**Aim of the task:**
Using the protocol excerpt below, explain what the "Protein Processing and Shotgun Proteomics Analysis" step is meant to accomplish. Answer in one to three sentences.

Clean the homogenizer probe between different samples by rinsing with 50% LC-MS grade isopropanol or ethanol followed by LC-MS grade H2O for three times.
-
34.
With a handheld sonicator (we use Fisher Model 120), sonicate homogenized samples at 40% amplitude for 1 s, pause for 5 s. Repeat step 6 for a total of 15 cycles.
-
35.
Centrifuge samples at 5,000 × g for 1 min at 4°C, and vortex for 10 s.
-
36.
Repeat steps 6 and 7 for two additional times for a total of three rounds of sonication.
-
37.
Centrifuge samples at 14,000 × g for 15 min at 4°C. Collect supernatants and measure protein concentration with the BCA protein assay kit following manufacturer instruction.
-
38.
Proceed to the next step “Protein Digestion using Trypsin and Lys-C,” or snap freeze protein samples in liquid nitrogen and store at −80°C.
Protein Processing and Shotgun Proteomics Analysis
Timing: ∼24 h
This goal of this step is to reduce, alkylate, and proteolyze proteins into peptides for MS experiments.
-
39.
Remove detergent from protein samples using the Detergent Removal Spin Column (Pierce) following manufacturer instruction.
-
40.
Quantify protein concentration with the BCA Protein Assay Kit (Thermo).
-
41.
Measure 100 μg protein and adjust sample volume to 100 μL in a protein low-bind Eppendorf tube with ammonium bicarbonate (100 mM).

**Data:**
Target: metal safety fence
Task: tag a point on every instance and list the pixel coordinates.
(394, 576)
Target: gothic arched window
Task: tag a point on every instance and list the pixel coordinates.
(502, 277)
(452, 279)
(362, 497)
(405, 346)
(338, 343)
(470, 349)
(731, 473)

**Response to this task:**
The step reduces, alkylates, and proteolyzes the proteins into peptides. Those peptides are then used for the MS experiments.